XXV.
Первый
разбор дела бр. Скитских Харьковской
палатой в Полтаве. — Общественный интерес к
делу. — Один из полицейских приемов при дознании, практиковавшихся в целях
вынуждения
сознания
у подозреваемых в преступлении. — Инцидент с письмом Петра
Скитского своему брату Степану.
Нечего
говорить, конечно, с каким жгучим интересом
все местное население
ожидало дня суда над Скитскими.
В
общем мнении
вопрос о том, точно ли Скитские убили Комарова, все время, до первого
суда над ними,
оставался в том же положении,
в каком он был и в момент их ареста.
На
"верхах" были убеждены, что убили
Комарова Скитские;
в других слоях населения скорее
склонны были в них видеть жертвы чьих-то
интриг и тот "оселок", на котором кто-то
пытался навострить свое счастье, — как
выразился защитник их Зеленский
в своей первой защитительной речи, намекая на полицию и лиц судебного ведомства, производивших
следствие
и будто бы ухватившихся за это дело, чтобы выслужиться и на нем построить
свою карьеру; многие твердо верили,
что Скитские не
убивали, — вообще же
вопрос стоял так, как он только и мог стоять
в толпе:
—
Либо они убили, либо не они, — вот резюме
мнения подавляющей части
населения.
—
А если не они, то кто же? На этот счет хотя и
ходило много разных предположений,
но ни на одном из них не могли твердо
остановиться, — и предположения такие скорее
напоминали сплетни и инсинуации,
ложившиеся
мрачным пятном, быть может, на совсем ни в чем неповинных людей. Так,
напр., связывали преступление
с одним бракоразводным процессом, в котором
консистория стояла за развод, а Комаров
против; Епископ Иларион согласился с
Комаровым и развод не состоялся, — говорили,
что не разведенная жена и подослала
убийц и тем отомстила Комарову за то, что он стал
на пути к ее счастью.
========
» ЧТО СДЕЛАТЬ
a) Как фамилия защитника Скитских, упомянутого в тексте о деле Скитских?
b) Пожалуйста, продолжите текст о деле Скитских, начав сразу после его последнего предложения.

» ИСХОДНЫЕ ДАННЫЕ
========
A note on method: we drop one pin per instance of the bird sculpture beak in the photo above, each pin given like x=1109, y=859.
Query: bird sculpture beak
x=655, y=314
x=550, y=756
========
» ОТВЕТЫ
a) Зеленский.

b)
Вообще, Комаров, говорили, был принципиальный
противник разводов и добиться
последнего
при нем было положительно невозможно.
Говорили,
темными и отдаленными намеками, о
романе Комарова с женой одного из
сослуживцев, — но на этом предположении
не останавливались, так как оно
совершенно не имело
под собой почвы.
Настойчиво
повторяли — это уже, кажется, с легкой руки
защитника Скитских Зеленского, что
Комаров убит не на том месте, где его
нашли, и не в те
часы, на которые указывало следствие, —
а что он был убит у себя на
даче и уже отсюда
перенесен
в кусты, у мостика.
А если он был убит на даче, то возникал острый вопрос, а
кто же здесь
его убил и кому здесь
была
нужна его смерть?.. И вот недоумевающие,
вопросительные взоры обращались невольно
на жену Комарова... Не здесь ли, не в ней ли
скрыта тайна страшного, загадочного
преступления! И вся эта идиллия примерной
семейной жизни Комаровых — не комедия
ли это была? Предположение
такое циркулировало так настойчиво, что к
третьему разбору дела вдова Комарова
вынуждена была пригласить адвоката,
московского присяжного поверенного
Быховского, который и выступил в качестве
гражданского истца, но собственно с целью очистить
имя Комаровой от той сплетни и инсинуации,
какими
ее окружили досужие
языки и с которыми, так или иначе, но
приходилось считаться.
Возникло
еще одно предположение относительно
убийства Комарова, связанное тоже с
одним бракоразводным процессом, но об этом
я скажу ниже, отдельно.
Говорили
и о простом разбое и убийстве,
учиненном быть может приезжими на Ильинскую ярмарку "гастролерами", —
но все-таки крепче всего стояли на Скитских
— и предали их суду на основании тех улик, какие собрал и
сгруппировал тов. прокурора
Дамиловский, которому было поручено это дело.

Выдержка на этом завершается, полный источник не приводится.